## Teste de compreensão:
- A) Segundo o texto sobre a dança e a Internet, em que países é realizável a ideia de um espetáculo digital exibido pela Internet?
- B) Retome o texto sobre a dança e a Internet a partir da última frase apresentada.

## Texto do documento:
Alguma ideia de um espetáculo em formato digital, para ser exibido pela Internet? Infelizmente essa ideia só é realizável em países onde o sinal da Internet é bom, acessível a todos e com custos suportáveis pela maioria. Não é o nosso caso. Claro que o processo criativo não seria igual. Os ensaios seriam difíceis. A dança é uma actividade essencialmente física e de grupo. Neste sistema o pensar em conjunto, o experimentar e descartar movimentos, o ter diversos corpos a trabalhar juntos e em diálogo real, não é possível. Ou seja, seria possível, mas teríamos de repensar todas as metodologias de trabalho. Mas isto pode ser um prenúncio de mudança futura de paradigma.
É possível ensaiar com os bailarinos pela Internet? No nosso país é muito difícil pelo que acima referi. Há alguns bailarinos da CDC Angola que nem têm acesso regular à Internet.

## Linhas fornecidas:
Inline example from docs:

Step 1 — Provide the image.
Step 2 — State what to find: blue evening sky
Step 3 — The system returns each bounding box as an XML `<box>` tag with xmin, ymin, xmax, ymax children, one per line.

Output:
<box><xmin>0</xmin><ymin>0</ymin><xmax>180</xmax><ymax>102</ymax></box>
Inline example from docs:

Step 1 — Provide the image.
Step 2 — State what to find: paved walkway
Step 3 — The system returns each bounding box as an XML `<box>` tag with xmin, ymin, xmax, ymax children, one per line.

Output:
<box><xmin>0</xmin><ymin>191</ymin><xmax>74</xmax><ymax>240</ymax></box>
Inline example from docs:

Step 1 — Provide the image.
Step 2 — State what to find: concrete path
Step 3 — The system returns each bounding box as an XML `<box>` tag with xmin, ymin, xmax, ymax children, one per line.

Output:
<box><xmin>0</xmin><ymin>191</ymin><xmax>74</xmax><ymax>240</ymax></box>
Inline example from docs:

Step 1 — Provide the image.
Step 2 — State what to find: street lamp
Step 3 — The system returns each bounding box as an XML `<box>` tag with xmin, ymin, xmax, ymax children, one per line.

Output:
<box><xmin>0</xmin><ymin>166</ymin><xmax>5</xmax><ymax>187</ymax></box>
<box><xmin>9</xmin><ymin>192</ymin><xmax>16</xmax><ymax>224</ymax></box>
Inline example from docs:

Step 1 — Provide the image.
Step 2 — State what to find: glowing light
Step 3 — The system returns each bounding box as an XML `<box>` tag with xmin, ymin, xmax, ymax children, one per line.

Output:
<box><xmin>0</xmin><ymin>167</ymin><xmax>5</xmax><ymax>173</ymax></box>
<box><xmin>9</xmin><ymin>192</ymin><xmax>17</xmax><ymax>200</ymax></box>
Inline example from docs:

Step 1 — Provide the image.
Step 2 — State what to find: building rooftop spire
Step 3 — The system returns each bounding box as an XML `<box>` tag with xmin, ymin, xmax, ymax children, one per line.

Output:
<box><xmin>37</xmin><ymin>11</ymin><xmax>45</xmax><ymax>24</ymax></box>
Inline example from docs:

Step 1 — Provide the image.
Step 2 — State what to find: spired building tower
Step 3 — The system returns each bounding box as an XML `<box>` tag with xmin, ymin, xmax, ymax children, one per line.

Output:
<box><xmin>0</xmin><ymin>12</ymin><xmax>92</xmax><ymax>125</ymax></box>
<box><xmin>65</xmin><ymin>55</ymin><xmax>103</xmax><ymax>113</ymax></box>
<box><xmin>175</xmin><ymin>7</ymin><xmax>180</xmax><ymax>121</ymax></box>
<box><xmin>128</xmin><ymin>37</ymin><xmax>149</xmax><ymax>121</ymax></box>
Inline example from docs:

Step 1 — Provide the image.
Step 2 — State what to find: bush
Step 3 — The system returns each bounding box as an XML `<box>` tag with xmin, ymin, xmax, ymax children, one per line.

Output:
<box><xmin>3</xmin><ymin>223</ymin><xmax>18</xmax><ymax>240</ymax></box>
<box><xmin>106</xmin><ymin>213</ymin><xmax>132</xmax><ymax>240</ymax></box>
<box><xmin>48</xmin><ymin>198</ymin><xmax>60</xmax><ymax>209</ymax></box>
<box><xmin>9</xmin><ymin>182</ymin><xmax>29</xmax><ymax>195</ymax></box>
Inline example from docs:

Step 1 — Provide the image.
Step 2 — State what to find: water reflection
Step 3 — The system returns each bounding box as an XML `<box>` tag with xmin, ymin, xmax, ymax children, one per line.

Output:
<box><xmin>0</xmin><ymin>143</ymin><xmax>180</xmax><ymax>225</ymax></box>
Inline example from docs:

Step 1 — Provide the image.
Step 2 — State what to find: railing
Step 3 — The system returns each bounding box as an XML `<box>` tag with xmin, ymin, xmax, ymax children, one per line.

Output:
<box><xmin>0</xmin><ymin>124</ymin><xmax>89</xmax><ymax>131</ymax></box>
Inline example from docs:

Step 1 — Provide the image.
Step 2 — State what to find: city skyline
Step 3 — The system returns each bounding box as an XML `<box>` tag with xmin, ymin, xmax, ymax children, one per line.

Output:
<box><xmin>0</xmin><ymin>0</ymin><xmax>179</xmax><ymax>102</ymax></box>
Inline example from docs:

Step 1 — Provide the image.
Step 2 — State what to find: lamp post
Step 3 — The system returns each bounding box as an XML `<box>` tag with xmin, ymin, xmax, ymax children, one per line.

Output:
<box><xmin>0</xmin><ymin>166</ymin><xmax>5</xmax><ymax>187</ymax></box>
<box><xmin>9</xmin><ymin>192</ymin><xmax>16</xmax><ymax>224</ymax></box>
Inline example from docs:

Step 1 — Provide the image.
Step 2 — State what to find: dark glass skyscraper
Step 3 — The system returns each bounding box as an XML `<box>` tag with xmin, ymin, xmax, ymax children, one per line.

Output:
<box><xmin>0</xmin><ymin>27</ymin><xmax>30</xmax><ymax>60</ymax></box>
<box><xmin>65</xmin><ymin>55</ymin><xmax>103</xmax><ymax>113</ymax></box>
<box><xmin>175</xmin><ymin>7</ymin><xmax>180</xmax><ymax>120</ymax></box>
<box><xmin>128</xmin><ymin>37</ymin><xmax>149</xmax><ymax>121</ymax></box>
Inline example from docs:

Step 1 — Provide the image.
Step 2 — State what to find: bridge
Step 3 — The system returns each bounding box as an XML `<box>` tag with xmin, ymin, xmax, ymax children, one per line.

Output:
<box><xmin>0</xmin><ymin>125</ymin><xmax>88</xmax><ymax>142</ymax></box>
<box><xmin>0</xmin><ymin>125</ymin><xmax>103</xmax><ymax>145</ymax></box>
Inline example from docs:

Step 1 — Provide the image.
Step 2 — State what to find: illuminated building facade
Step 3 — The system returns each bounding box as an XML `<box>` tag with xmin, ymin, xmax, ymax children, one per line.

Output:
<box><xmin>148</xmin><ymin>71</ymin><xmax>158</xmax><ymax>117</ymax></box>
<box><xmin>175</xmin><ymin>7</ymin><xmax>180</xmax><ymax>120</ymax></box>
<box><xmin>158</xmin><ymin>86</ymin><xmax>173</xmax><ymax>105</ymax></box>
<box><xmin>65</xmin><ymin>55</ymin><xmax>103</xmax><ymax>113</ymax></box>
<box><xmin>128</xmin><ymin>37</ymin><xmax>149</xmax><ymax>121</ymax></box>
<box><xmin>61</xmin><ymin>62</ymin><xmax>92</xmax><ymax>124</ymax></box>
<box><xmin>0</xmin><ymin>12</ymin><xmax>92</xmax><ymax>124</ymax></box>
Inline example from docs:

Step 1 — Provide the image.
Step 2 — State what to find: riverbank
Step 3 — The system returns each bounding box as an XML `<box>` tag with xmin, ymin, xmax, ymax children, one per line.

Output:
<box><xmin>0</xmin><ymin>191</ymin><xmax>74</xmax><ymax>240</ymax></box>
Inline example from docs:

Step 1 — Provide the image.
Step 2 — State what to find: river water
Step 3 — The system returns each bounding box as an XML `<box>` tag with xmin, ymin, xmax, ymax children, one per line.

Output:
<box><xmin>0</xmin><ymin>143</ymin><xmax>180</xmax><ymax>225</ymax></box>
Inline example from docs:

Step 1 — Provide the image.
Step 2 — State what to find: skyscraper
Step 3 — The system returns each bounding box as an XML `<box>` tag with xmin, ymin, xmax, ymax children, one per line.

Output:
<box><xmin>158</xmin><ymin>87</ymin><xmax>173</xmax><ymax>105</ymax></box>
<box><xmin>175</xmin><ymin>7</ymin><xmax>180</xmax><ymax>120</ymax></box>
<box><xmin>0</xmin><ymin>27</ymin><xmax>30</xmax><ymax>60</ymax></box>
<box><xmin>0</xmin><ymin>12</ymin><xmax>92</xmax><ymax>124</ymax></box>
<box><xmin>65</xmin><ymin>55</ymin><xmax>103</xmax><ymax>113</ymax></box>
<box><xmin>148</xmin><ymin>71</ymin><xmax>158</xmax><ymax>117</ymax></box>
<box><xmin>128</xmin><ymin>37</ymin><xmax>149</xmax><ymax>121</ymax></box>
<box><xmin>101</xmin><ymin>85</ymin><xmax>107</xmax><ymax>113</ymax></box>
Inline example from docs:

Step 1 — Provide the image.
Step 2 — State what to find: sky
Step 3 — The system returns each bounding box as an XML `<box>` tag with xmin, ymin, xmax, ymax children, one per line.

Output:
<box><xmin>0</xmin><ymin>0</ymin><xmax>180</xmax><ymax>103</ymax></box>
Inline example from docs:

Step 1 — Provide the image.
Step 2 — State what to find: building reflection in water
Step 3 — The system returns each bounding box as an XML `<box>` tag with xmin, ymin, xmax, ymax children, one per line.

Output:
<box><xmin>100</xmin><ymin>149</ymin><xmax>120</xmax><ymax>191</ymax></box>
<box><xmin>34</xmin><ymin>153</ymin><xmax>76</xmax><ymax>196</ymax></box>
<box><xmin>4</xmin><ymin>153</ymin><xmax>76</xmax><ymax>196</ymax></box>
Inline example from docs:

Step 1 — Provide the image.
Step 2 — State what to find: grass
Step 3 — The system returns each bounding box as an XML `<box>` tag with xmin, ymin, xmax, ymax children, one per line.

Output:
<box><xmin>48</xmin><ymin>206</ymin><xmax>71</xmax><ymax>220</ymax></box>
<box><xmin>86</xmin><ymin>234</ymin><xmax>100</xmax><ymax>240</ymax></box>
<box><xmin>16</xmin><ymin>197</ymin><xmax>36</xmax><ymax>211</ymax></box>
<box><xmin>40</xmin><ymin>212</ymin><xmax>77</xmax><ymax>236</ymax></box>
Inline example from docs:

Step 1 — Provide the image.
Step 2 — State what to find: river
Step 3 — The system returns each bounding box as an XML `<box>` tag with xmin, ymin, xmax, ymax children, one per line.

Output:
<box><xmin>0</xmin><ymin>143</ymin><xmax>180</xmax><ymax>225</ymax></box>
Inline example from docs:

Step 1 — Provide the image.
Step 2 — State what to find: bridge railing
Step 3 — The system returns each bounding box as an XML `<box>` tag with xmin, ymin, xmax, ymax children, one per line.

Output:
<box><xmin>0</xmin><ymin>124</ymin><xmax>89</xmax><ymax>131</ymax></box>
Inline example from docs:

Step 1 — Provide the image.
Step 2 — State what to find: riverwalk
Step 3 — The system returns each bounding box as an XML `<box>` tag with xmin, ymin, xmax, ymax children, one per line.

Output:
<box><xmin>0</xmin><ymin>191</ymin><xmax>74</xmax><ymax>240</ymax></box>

## Respostas dadas:
- A) Em países onde o sinal da Internet é bom, acessível a todos e com custos suportáveis pela maioria.

- B)
Do ponto de vista de receitas e impacto da mensagem artística há ou não vantagens num espetáculo via online? Tenho visto muitas reposições de espectáculos que as compahias de dança, de teatro e de ópera puseram à disposição online. Mas são gratuitos. Do ponto de vista do impacto .... não há nada que se compare a um espectáculo ao vivo num bom teatro! Ainda não consigo substituir a fruição numa plateia por um visionamento precário num telemóvel ou tablet.
Dançar para um público virtual não dá prazer, é enfadonho?
Quando dançamos, em palco, não vemos a plateia. Dançamos para o escuro, mas sabemos que há gente viva do outro lado que nos vai aplaudir no fim. É a nossa recompensa pela magia que criamos. O público virtual também não se vê. A diferença é que certamente não vão aplaudir, não vai ver até ao fim e podem estar a fazer uma infinidade de coisas ao mesmo tempo. De todas as formas, marcamos a nossa presença; e isso é importante, para nós e para quem tem a paciência e o interesse de nos ver até ao fim.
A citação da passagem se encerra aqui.